SET OF TASKS –
(1) In the mailing list thread below about proposed BLAST XML changes, what does the current SearchIO parser do when the <Hit_id> tag holds more than one ID?
(2) List every clock time that appears in the mailing list thread below about proposed BLAST XML changes.

[Biopython-dev] Fwd: [Open-bio-l] Proposed BLAST XML Changes

Tue Mar 18 11:48:56 UTC 2014

On Tue, Mar 18, 2014 at 11:58 AM, Peter Cock <p.j.a.cock at googlemail.com> wrote:
> On Tue, Mar 18, 2014 at 10:33 AM, Wibowo Arindrarto
> <w.arindrarto at gmail.com> wrote:
>> On Tue, Mar 18, 2014 at 11:17 AM, Peter Cock <p.j.a.cock at googlemail.com> wrote:
>>> On Tue, Mar 18, 2014 at 9:52 AM, Wibowo Arindrarto
>>> <w.arindrarto at gmail.com> wrote:
>>>> Hi Peter, everyone,
>>>>
>>>> Thanks for the heads up. If implemented as it is, the updates will
>>>> change our underlying SearchIO model (aside from the blast-xml parser
>>>> itself), by allowing a Hit retrieval using multiple different keys.
>>>
>>> Could you clarify what you mean by multiple keys here?
>>
>> Currently, we can retrieve hits from a query using its ID, aside from
>> its numeric index. With their proposed changes to the Hit element
>> here: ftp://ftp.ncbi.nlm.nih.gov/blast/documents/NEWXML/ProposedBLASTXMLChanges.pdf,
>> it means that a given Hit can now be annotated with more than one ID.
>
> But this happens already in the current output from merged entries
> in databases like NR - we effectively use the first alternative ID as
> the hit ID. See for example the nasty &gt; separated entries in
> the legacy BLAST XML's <Hit_def> tag where only the first ID
> appears in the <Hit_id> tag:
>
> http://blastedbio.blogspot.co.uk/2012/05/blast-tabular-missing-descriptions.html
>
> See also the new optional fields in the tabular output which
> explicitly list all the aliases for the merge record (e.g. sallseqid).

In the BLAST outputs, yes. However, there's no explicit support yet in
SearchIO for this. Currently we only parse whatever is in <Hit_id> as
the ID and <Hit_def> as the description. If the <Hit_id> tag has is
separated by semicolons / has more than one IDs, the current parser
does not try to split it into multiple IDs. Instead it takes the whole
string as the ID.

Also, in the blast tabular format, even though sallseqid is parsed,
it's merely stored as an attribute of the hit object, not something
that can be used to retrieve Hits from the QueryResult object.

>> Ideally, this should also be reflected in the QueryResult object: a
>> hit item should be retrievable using any of the IDs it has.
>>
>> This will also affect membership checking on the QueryResult object.
>
> This looks like something we should review anyway, regardless
> of the new BLAST XML format.

Of course :).

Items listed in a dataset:
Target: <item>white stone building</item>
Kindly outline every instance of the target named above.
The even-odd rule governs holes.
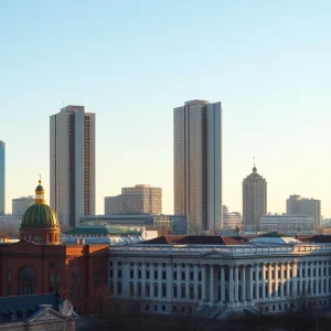
[[[298,297],[330,306],[331,244],[302,244],[291,237],[159,237],[109,248],[114,298],[139,300],[142,311],[229,312],[291,309]]]

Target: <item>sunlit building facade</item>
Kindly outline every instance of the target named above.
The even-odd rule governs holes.
[[[6,143],[0,140],[0,215],[6,212]]]
[[[50,118],[51,206],[63,226],[95,214],[95,114],[67,106]]]

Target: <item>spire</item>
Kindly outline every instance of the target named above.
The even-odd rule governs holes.
[[[256,173],[256,172],[257,172],[257,169],[256,169],[256,167],[255,167],[255,157],[253,157],[253,163],[254,163],[253,172]]]
[[[34,202],[35,204],[44,204],[45,200],[44,200],[44,188],[41,184],[41,174],[39,175],[39,181],[38,181],[39,185],[35,188],[35,199]]]

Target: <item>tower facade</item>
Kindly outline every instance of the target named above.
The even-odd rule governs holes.
[[[95,214],[95,114],[67,106],[50,118],[51,206],[61,225]]]
[[[313,217],[314,227],[321,226],[321,201],[293,194],[286,200],[286,214],[289,216],[306,215]]]
[[[191,233],[223,227],[221,103],[173,109],[173,185],[174,213],[189,215]]]
[[[6,212],[6,143],[0,140],[0,215]]]
[[[256,231],[258,220],[267,214],[267,181],[257,173],[254,166],[253,172],[243,181],[243,223],[246,229]]]
[[[162,189],[139,184],[121,189],[122,214],[162,214]]]

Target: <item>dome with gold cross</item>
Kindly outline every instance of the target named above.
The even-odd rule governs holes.
[[[22,217],[21,239],[39,244],[58,244],[60,226],[55,211],[45,203],[44,188],[39,180],[35,188],[35,203]]]

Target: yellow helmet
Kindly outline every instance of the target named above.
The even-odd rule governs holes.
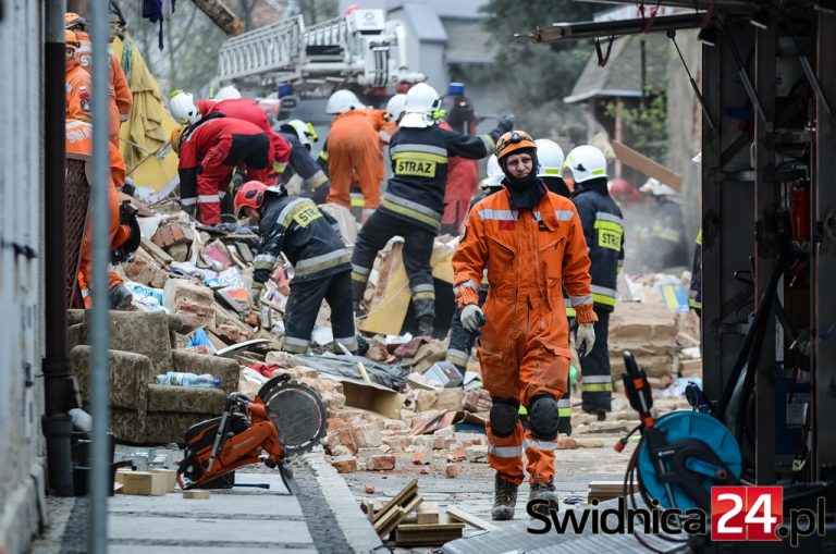
[[[187,128],[188,125],[181,125],[171,131],[171,148],[176,155],[180,155],[180,144],[183,141],[183,135],[186,134]]]
[[[522,148],[533,148],[537,150],[537,143],[525,131],[508,131],[496,140],[496,148],[493,149],[493,153],[497,160],[502,160],[509,153]]]

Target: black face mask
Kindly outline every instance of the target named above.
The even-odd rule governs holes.
[[[505,184],[508,193],[511,193],[512,209],[532,210],[534,206],[540,204],[540,199],[545,194],[545,187],[537,176],[537,151],[533,148],[524,148],[515,153],[528,153],[531,156],[531,172],[525,177],[515,177],[507,170],[507,158],[503,158],[500,164],[502,172],[505,173],[503,184]]]

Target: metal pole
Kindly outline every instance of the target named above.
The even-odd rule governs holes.
[[[49,488],[72,496],[67,411],[77,407],[66,357],[66,254],[64,190],[64,0],[44,4],[44,303],[42,360]]]
[[[88,552],[108,551],[108,495],[110,485],[110,381],[108,368],[108,180],[110,162],[108,118],[108,10],[106,2],[90,2],[93,42],[93,296],[90,404],[93,408],[93,454],[90,464],[90,534]]]

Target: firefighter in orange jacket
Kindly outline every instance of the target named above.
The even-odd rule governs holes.
[[[502,520],[514,517],[524,451],[529,500],[557,507],[557,399],[567,389],[570,355],[562,285],[577,312],[577,340],[586,352],[594,343],[595,313],[580,219],[570,200],[548,192],[537,177],[537,145],[527,133],[512,131],[500,137],[495,155],[504,189],[470,210],[453,270],[462,323],[475,332],[483,325],[478,353],[493,399],[488,460],[496,470],[491,515]],[[490,286],[482,311],[485,268]],[[520,404],[529,416],[525,431],[517,417]]]
[[[86,71],[93,70],[90,37],[87,35],[87,21],[77,13],[69,12],[64,19],[64,27],[66,30],[71,30],[75,34],[75,40],[79,42],[78,50],[75,52],[75,57],[78,63]],[[115,33],[111,32],[110,41],[115,38]],[[125,72],[122,71],[122,65],[116,60],[112,50],[108,50],[108,59],[110,61],[110,67],[108,70],[108,97],[110,103],[108,110],[110,112],[110,141],[119,146],[119,130],[123,121],[127,121],[131,115],[131,108],[134,102],[134,97],[131,94],[131,87],[127,84],[127,77]]]
[[[67,120],[90,121],[93,119],[90,102],[93,79],[75,57],[75,52],[82,45],[72,30],[64,32],[64,84],[66,91],[64,116]]]
[[[70,159],[82,160],[88,163],[93,157],[93,125],[85,121],[67,119],[65,130],[66,157]],[[110,247],[121,249],[127,243],[134,243],[128,247],[130,251],[136,250],[139,244],[138,224],[131,226],[122,224],[120,221],[120,199],[118,188],[125,184],[125,162],[119,148],[110,144],[110,185],[108,187],[108,221],[110,223],[108,238]],[[89,168],[87,168],[89,175]],[[88,176],[89,180],[89,176]],[[135,221],[135,220],[134,220]],[[82,291],[84,307],[91,306],[89,295],[90,283],[93,282],[93,226],[90,217],[87,218],[87,226],[84,231],[82,250],[78,258],[78,287]],[[111,271],[108,275],[108,291],[111,309],[125,309],[131,305],[132,294],[122,284],[122,279]]]

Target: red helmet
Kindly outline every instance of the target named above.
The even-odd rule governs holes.
[[[255,208],[256,210],[265,204],[265,194],[267,193],[267,185],[260,181],[248,181],[241,185],[238,192],[235,193],[235,218],[241,217],[241,210],[245,206]]]
[[[610,181],[608,188],[610,196],[625,201],[639,200],[641,198],[641,194],[626,178],[615,177]]]

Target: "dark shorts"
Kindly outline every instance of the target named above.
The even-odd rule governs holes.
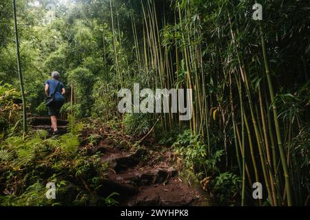
[[[49,116],[58,116],[59,115],[59,110],[63,106],[63,102],[55,102],[52,105],[48,107]]]

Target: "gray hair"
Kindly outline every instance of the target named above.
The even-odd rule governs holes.
[[[60,75],[59,73],[56,71],[53,71],[51,74],[52,78],[55,80],[56,80],[59,78],[59,75]]]

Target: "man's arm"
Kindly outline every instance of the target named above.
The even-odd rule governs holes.
[[[48,83],[46,83],[45,87],[44,88],[44,91],[45,93],[46,96],[48,96],[48,88],[49,88],[49,85]]]

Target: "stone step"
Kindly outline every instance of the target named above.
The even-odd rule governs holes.
[[[123,152],[107,154],[101,158],[101,161],[102,163],[107,163],[109,167],[114,170],[116,173],[135,166],[139,163],[136,153]]]
[[[110,179],[103,180],[96,190],[96,193],[103,197],[107,197],[113,192],[118,193],[118,195],[114,196],[113,198],[121,202],[130,199],[138,192],[136,187],[123,185]]]
[[[139,192],[122,205],[127,206],[187,206],[198,200],[190,189],[174,178],[167,185],[153,185],[141,188]]]
[[[49,130],[50,129],[50,125],[35,125],[31,126],[32,130],[38,131],[38,130]],[[59,135],[63,135],[67,133],[67,127],[66,126],[58,126],[57,129],[59,131]]]
[[[141,186],[165,183],[176,175],[176,170],[172,167],[147,168],[144,170],[139,168],[128,170],[125,173],[115,175],[110,178],[121,184]]]
[[[50,125],[50,117],[44,116],[33,116],[28,118],[28,122],[31,125]],[[67,125],[68,122],[67,120],[57,120],[57,124]]]

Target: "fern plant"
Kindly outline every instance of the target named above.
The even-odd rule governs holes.
[[[12,157],[12,153],[8,150],[0,150],[0,162],[8,162]]]

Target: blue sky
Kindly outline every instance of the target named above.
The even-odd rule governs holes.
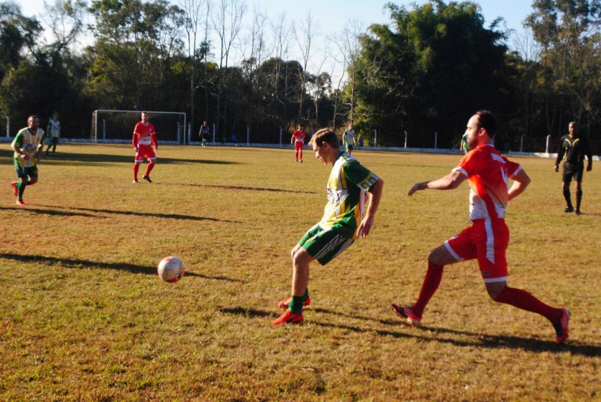
[[[55,1],[46,0],[46,2],[53,4]],[[91,1],[87,1],[88,3]],[[171,1],[174,4],[177,4],[178,1]],[[218,1],[213,0],[214,4]],[[43,20],[44,0],[17,0],[17,2],[21,5],[23,14],[28,16],[35,16]],[[343,70],[340,64],[335,61],[336,55],[338,54],[336,47],[327,38],[342,32],[345,26],[351,21],[359,21],[365,27],[371,23],[389,23],[390,20],[388,13],[383,13],[383,6],[387,2],[389,2],[388,0],[246,0],[245,22],[247,25],[250,25],[250,16],[253,14],[255,8],[261,13],[266,13],[272,20],[276,20],[278,16],[285,13],[286,20],[288,22],[294,21],[296,23],[305,20],[307,13],[310,12],[312,20],[318,23],[319,28],[319,35],[316,38],[315,43],[312,44],[308,70],[314,72],[328,72],[332,77],[337,78],[342,76]],[[413,3],[421,5],[427,1],[402,0],[392,2],[404,5],[410,10]],[[450,2],[447,0],[446,2]],[[478,4],[484,16],[485,26],[488,26],[497,17],[502,17],[506,20],[507,28],[514,29],[517,35],[523,34],[525,30],[522,22],[531,12],[530,0],[481,0]],[[244,32],[242,32],[241,35],[243,35]],[[83,38],[82,40],[84,45],[91,44],[91,42],[89,36]],[[217,43],[216,38],[213,38],[213,43]],[[513,47],[511,43],[512,39],[510,38],[507,43],[510,47]],[[302,56],[299,49],[296,49],[294,40],[291,38],[290,44],[291,53],[289,57],[300,60]],[[216,52],[216,49],[213,49],[213,53]],[[242,48],[233,50],[230,65],[237,64],[244,58],[244,53],[245,50]],[[328,57],[328,55],[334,55],[334,57]],[[213,56],[216,56],[213,54]],[[326,59],[327,62],[324,64],[323,61]]]
[[[44,10],[44,0],[17,0],[17,2],[21,5],[23,13],[27,16],[38,16]],[[52,0],[47,2],[52,3]],[[177,2],[177,0],[173,2]],[[290,20],[302,19],[310,10],[325,32],[341,31],[347,20],[354,19],[366,25],[388,22],[388,16],[382,13],[382,7],[387,2],[380,0],[247,0],[249,11],[252,11],[256,5],[260,10],[267,10],[272,17],[285,12]],[[392,2],[410,8],[410,4],[413,2],[423,4],[427,2],[403,0]],[[496,17],[501,16],[505,19],[508,28],[521,31],[522,21],[531,12],[532,3],[529,0],[480,0],[477,2],[482,8],[487,26]]]

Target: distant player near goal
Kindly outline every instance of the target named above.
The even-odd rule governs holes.
[[[46,136],[48,139],[48,147],[46,148],[46,154],[49,154],[50,147],[52,147],[52,153],[55,153],[56,151],[58,139],[61,137],[61,122],[58,121],[58,114],[56,112],[52,114],[52,118],[48,121]]]
[[[159,149],[159,142],[156,139],[156,132],[154,126],[148,122],[148,114],[142,112],[142,121],[136,124],[133,129],[133,138],[132,139],[133,150],[136,151],[135,163],[133,164],[133,182],[138,183],[138,171],[145,157],[148,164],[146,166],[146,172],[142,177],[148,183],[152,183],[150,180],[150,171],[156,163],[156,156],[154,153]],[[150,144],[152,146],[150,146]]]
[[[292,134],[290,138],[290,144],[294,142],[294,156],[296,157],[296,162],[299,161],[299,154],[300,154],[300,162],[302,162],[302,148],[305,146],[305,132],[303,131],[302,126],[298,125],[298,128]]]

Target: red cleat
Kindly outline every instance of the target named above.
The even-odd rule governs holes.
[[[278,303],[278,307],[279,308],[288,308],[288,306],[290,305],[290,302],[292,301],[292,297],[288,297],[285,300],[282,300],[281,302]],[[307,297],[307,300],[302,302],[302,305],[308,306],[311,304],[311,297]]]
[[[557,337],[555,338],[555,343],[561,345],[567,339],[567,335],[570,330],[567,328],[567,324],[570,322],[570,311],[567,308],[561,309],[561,318],[556,323],[553,323],[553,327],[555,329],[555,333]]]
[[[295,314],[291,311],[286,311],[278,317],[276,320],[271,321],[272,325],[279,325],[280,324],[300,324],[303,321],[304,318],[302,313]]]
[[[397,305],[392,303],[392,309],[394,310],[394,312],[397,314],[401,318],[404,318],[405,323],[407,325],[410,325],[412,327],[418,327],[419,326],[419,323],[421,321],[421,317],[418,317],[413,312],[413,311],[410,307],[407,307],[406,306],[397,306]]]

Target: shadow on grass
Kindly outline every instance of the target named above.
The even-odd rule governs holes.
[[[34,213],[37,213],[40,215],[57,215],[59,216],[85,216],[86,218],[106,218],[105,216],[98,216],[97,215],[93,215],[89,213],[84,213],[83,212],[70,212],[69,211],[54,211],[49,209],[40,209],[38,208],[29,208],[23,207],[0,207],[0,210],[14,210],[19,211],[19,212],[22,212],[23,211],[28,211],[29,212],[33,212]]]
[[[245,187],[242,186],[216,186],[212,184],[195,184],[184,183],[170,183],[169,186],[194,186],[195,187],[211,187],[225,190],[251,190],[254,191],[272,191],[274,192],[297,193],[304,194],[317,194],[314,191],[300,191],[297,190],[285,190],[284,189],[270,189],[262,187]]]
[[[22,263],[41,263],[47,265],[56,265],[65,268],[101,268],[103,269],[117,269],[129,271],[133,273],[147,273],[156,275],[156,267],[148,267],[144,265],[136,265],[129,263],[100,263],[87,260],[70,260],[69,258],[58,258],[53,257],[44,257],[42,255],[25,255],[20,254],[11,254],[9,253],[0,253],[0,258],[13,260]],[[227,278],[226,276],[210,276],[201,273],[196,273],[186,271],[186,276],[196,276],[206,279],[215,279],[216,281],[227,281],[228,282],[237,282],[244,283],[240,279]]]
[[[263,310],[257,310],[254,308],[245,308],[244,307],[233,307],[232,308],[222,308],[219,309],[221,312],[233,315],[242,315],[247,318],[254,318],[257,317],[261,318],[267,318],[271,317],[271,313]]]
[[[11,254],[0,253],[0,258],[13,260],[23,263],[41,263],[48,265],[57,265],[65,268],[102,268],[103,269],[117,269],[129,271],[133,273],[147,273],[156,275],[155,267],[148,267],[144,265],[136,265],[129,263],[101,263],[87,260],[72,260],[69,258],[58,258],[53,257],[44,257],[43,255],[26,255],[20,254]],[[201,276],[194,272],[186,272],[186,275],[189,276]]]
[[[60,147],[60,145],[59,145]],[[57,150],[58,148],[57,148]],[[131,149],[131,148],[130,148]],[[0,157],[12,158],[12,150],[0,150]],[[132,163],[133,164],[135,156],[133,150],[131,156],[116,155],[112,154],[78,154],[70,152],[60,152],[57,151],[55,154],[41,156],[41,163],[47,165],[81,165],[82,163]],[[200,163],[203,165],[239,165],[239,162],[230,160],[212,160],[210,159],[179,159],[177,158],[161,157],[160,153],[157,154],[157,163],[158,164],[171,163]]]
[[[446,328],[436,328],[434,327],[421,326],[418,328],[409,328],[406,327],[404,324],[398,321],[391,321],[389,320],[374,320],[368,317],[362,317],[356,314],[347,314],[338,311],[334,311],[323,308],[310,309],[316,312],[323,314],[335,314],[342,317],[358,320],[365,320],[366,321],[372,321],[380,323],[388,326],[400,326],[407,329],[407,332],[400,332],[394,330],[386,330],[376,329],[370,327],[360,327],[351,325],[345,325],[343,324],[334,324],[332,323],[325,323],[313,320],[308,321],[308,323],[313,325],[319,325],[323,327],[330,328],[338,328],[346,329],[353,332],[370,333],[375,332],[378,335],[392,337],[396,338],[412,338],[418,339],[423,342],[436,342],[438,343],[447,343],[456,346],[462,347],[484,347],[490,349],[521,349],[535,352],[551,352],[552,353],[561,353],[568,352],[572,355],[580,355],[589,357],[601,356],[601,346],[598,345],[586,345],[579,343],[568,341],[567,344],[558,346],[554,341],[542,341],[531,338],[521,338],[520,337],[511,337],[507,335],[493,335],[487,333],[479,333],[470,332],[468,331],[460,331],[453,329],[447,329]],[[255,309],[248,309],[243,307],[235,307],[233,308],[220,309],[222,312],[230,314],[242,315],[246,318],[260,317],[275,317],[276,315],[263,310]],[[433,336],[425,336],[421,335],[425,332],[433,333]],[[461,340],[457,339],[448,339],[436,337],[436,334],[451,334],[460,337],[469,337],[472,338],[469,340]]]
[[[177,213],[153,213],[150,212],[136,212],[135,211],[118,211],[111,209],[97,209],[95,208],[77,208],[75,207],[60,207],[58,206],[50,206],[50,205],[42,205],[42,207],[47,208],[58,208],[59,209],[71,209],[75,210],[78,211],[88,211],[90,212],[102,212],[103,213],[112,213],[117,214],[120,215],[133,215],[135,216],[151,216],[153,218],[163,218],[171,219],[183,219],[188,221],[212,221],[213,222],[225,222],[230,224],[240,224],[242,223],[238,221],[229,221],[227,219],[218,219],[215,218],[207,218],[206,216],[194,216],[192,215],[182,215]],[[0,207],[0,208],[2,208]],[[19,210],[20,211],[23,210],[22,207],[16,208],[11,207],[7,209],[15,209]],[[97,215],[90,215],[88,214],[82,213],[79,214],[78,213],[72,213],[64,211],[52,211],[52,210],[35,210],[29,208],[25,209],[25,210],[33,211],[37,213],[46,213],[47,215],[81,215],[83,216],[91,216],[94,218],[106,218],[105,216],[99,216]]]

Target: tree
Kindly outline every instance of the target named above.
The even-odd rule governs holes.
[[[387,7],[394,31],[372,25],[361,37],[356,72],[358,106],[369,111],[381,142],[400,145],[407,130],[412,145],[432,147],[436,131],[439,145],[450,147],[476,110],[502,115],[509,91],[498,20],[484,28],[480,7],[469,2]]]
[[[599,108],[601,4],[597,0],[535,0],[532,8],[526,25],[543,48],[548,132],[554,127],[560,133],[565,130],[567,121],[562,117],[566,111],[572,116],[567,118],[579,122],[586,114],[590,129],[594,111]],[[555,108],[552,107],[555,100],[560,103],[557,125]]]

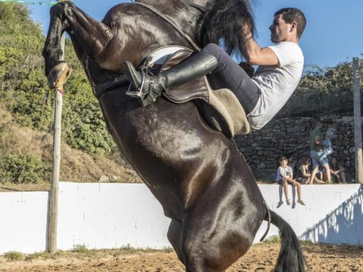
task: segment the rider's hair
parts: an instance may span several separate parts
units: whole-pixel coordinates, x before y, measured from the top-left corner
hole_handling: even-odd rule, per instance
[[[280,158],[280,160],[279,160],[279,162],[282,162],[283,160],[288,161],[286,157],[281,157]]]
[[[296,36],[299,39],[306,25],[306,18],[302,11],[296,8],[284,8],[277,10],[274,17],[279,15],[281,15],[282,19],[288,24],[296,22]]]

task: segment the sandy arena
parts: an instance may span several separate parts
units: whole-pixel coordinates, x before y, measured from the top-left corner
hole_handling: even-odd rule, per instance
[[[279,244],[253,246],[227,272],[272,271]],[[308,271],[363,272],[363,247],[303,245]],[[10,262],[0,258],[0,271],[16,272],[183,272],[174,252],[121,252],[88,250],[84,253],[61,252],[53,258],[33,257],[31,260]],[[286,271],[287,272],[287,271]]]

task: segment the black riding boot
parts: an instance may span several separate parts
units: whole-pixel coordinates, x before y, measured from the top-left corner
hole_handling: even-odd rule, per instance
[[[199,52],[169,70],[149,76],[136,70],[129,61],[125,61],[125,74],[137,90],[128,94],[140,98],[145,107],[155,101],[163,90],[167,91],[209,74],[216,68],[217,62],[214,56]]]

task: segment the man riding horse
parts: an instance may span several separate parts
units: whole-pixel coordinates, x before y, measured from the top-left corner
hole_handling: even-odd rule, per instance
[[[137,0],[115,6],[102,22],[71,1],[50,9],[43,52],[50,86],[61,86],[68,75],[60,46],[66,31],[111,135],[171,218],[168,238],[188,272],[227,269],[247,252],[263,220],[279,229],[281,247],[275,271],[305,270],[297,236],[266,205],[235,143],[207,126],[196,103],[172,104],[166,99],[151,103],[163,90],[166,95],[212,72],[213,89],[231,89],[251,126],[260,128],[290,96],[302,69],[297,45],[305,22],[302,13],[281,10],[274,22],[272,40],[277,45],[261,50],[252,38],[248,0]],[[262,65],[252,79],[216,45],[207,45],[221,39],[228,53],[241,51],[250,63]],[[144,81],[142,104],[151,103],[140,107],[127,96],[124,61],[138,65],[155,50],[175,45],[188,53],[205,47],[154,77],[143,78],[127,64],[135,86]],[[198,83],[184,89],[197,89]]]
[[[243,56],[249,64],[260,66],[251,78],[213,43],[155,76],[138,72],[128,61],[125,73],[134,87],[142,93],[144,105],[155,101],[163,91],[168,93],[169,89],[208,75],[212,88],[230,89],[244,109],[251,128],[260,129],[292,94],[304,67],[298,43],[305,28],[305,16],[294,8],[282,8],[274,16],[269,30],[275,45],[261,48],[253,39],[251,27],[245,25],[241,29],[247,37],[242,47]]]

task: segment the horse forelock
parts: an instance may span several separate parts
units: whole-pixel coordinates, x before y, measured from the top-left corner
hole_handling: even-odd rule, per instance
[[[205,46],[214,43],[223,45],[227,53],[242,56],[242,47],[246,40],[242,27],[247,24],[253,35],[255,21],[252,7],[255,1],[215,1],[197,22],[198,41]]]

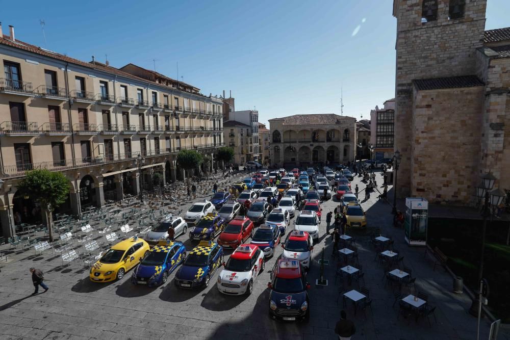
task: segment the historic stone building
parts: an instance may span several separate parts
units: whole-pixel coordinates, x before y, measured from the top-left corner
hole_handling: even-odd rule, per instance
[[[510,188],[510,28],[486,0],[394,0],[400,197],[472,204],[479,176]]]
[[[354,161],[356,119],[333,114],[269,119],[271,164],[286,168]]]

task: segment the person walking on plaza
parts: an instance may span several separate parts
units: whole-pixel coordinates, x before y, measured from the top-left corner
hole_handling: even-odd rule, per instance
[[[345,310],[340,312],[340,320],[335,326],[335,333],[338,335],[340,340],[349,340],[356,333],[356,327],[354,323],[347,320],[347,313]]]
[[[35,295],[39,293],[39,286],[41,286],[44,289],[44,293],[48,291],[48,286],[44,284],[43,280],[44,279],[44,274],[42,273],[40,269],[36,269],[34,267],[30,268],[30,272],[32,273],[32,282],[35,287],[35,291],[32,293],[32,295]]]
[[[173,241],[173,238],[175,236],[175,230],[173,229],[173,226],[170,224],[170,227],[168,228],[168,230],[166,232],[168,234],[168,236],[167,237],[166,239]]]

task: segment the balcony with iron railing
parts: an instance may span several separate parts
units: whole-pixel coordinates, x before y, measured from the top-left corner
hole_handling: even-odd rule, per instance
[[[43,98],[60,100],[64,100],[67,98],[67,90],[64,87],[41,85],[35,90]]]
[[[135,106],[135,100],[128,97],[119,97],[117,98],[119,106],[124,108],[132,108]]]
[[[95,101],[94,98],[94,93],[88,91],[81,91],[80,90],[73,90],[71,91],[71,98],[75,101],[82,102],[91,102]]]
[[[147,100],[137,100],[136,102],[136,107],[139,109],[143,109],[144,110],[149,108],[149,102]]]
[[[28,97],[34,97],[36,95],[32,83],[6,78],[0,78],[0,93]]]

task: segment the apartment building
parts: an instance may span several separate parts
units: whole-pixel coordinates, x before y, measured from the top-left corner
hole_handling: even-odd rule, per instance
[[[11,28],[4,35],[0,27],[0,236],[41,220],[38,203],[17,190],[27,170],[64,173],[70,194],[57,212],[78,214],[150,188],[155,172],[164,182],[182,177],[180,150],[212,158],[224,145],[221,98],[132,64],[116,68],[31,45]]]

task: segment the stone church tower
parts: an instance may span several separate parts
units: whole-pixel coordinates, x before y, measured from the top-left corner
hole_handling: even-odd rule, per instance
[[[504,176],[496,173],[506,163],[502,157],[487,163],[488,138],[495,134],[484,130],[490,123],[486,5],[487,0],[394,1],[398,197],[470,204],[488,168],[499,179]],[[500,110],[507,121],[504,101]]]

ANSWERS –
(1) It doesn't split it into multiple IDs. It takes the whole string as the ID.

(2) 11:48:56 UTC, 11:58 AM, 10:33 AM, 11:17 AM, 9:52 AM